* EXERCISE MATERIAL *
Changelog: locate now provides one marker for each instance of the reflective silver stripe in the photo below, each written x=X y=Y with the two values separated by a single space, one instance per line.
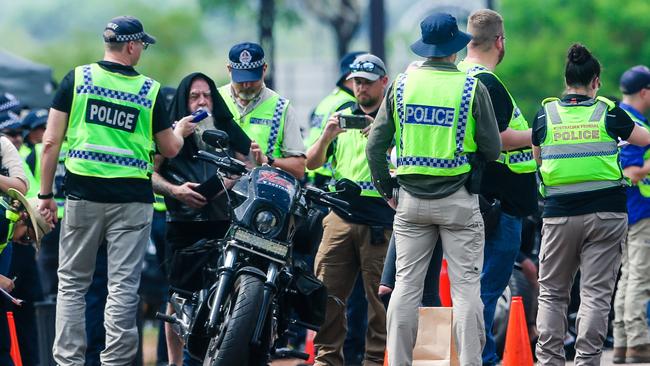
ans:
x=275 y=124
x=110 y=149
x=553 y=113
x=579 y=150
x=583 y=187
x=601 y=108
x=399 y=96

* INSTRUCTIONS TO FOLLOW *
Express the lines above as a Markdown table with two columns, "Row" for a running number and "Line" for the line itself. Skip blank lines and leave the pictures out.

* FULL SOLUTION *
| Row | Line |
|---|---|
| 1 | Changelog: locate now provides one marker for each instance of the reflective silver stripe in the photo below, each written x=X y=Y with the two values separated by a single space, one instance per line. |
| 2 | ans: |
| 3 | x=275 y=124 |
| 4 | x=110 y=149 |
| 5 | x=553 y=113 |
| 6 | x=579 y=150 |
| 7 | x=583 y=187 |
| 8 | x=601 y=108 |
| 9 | x=399 y=96 |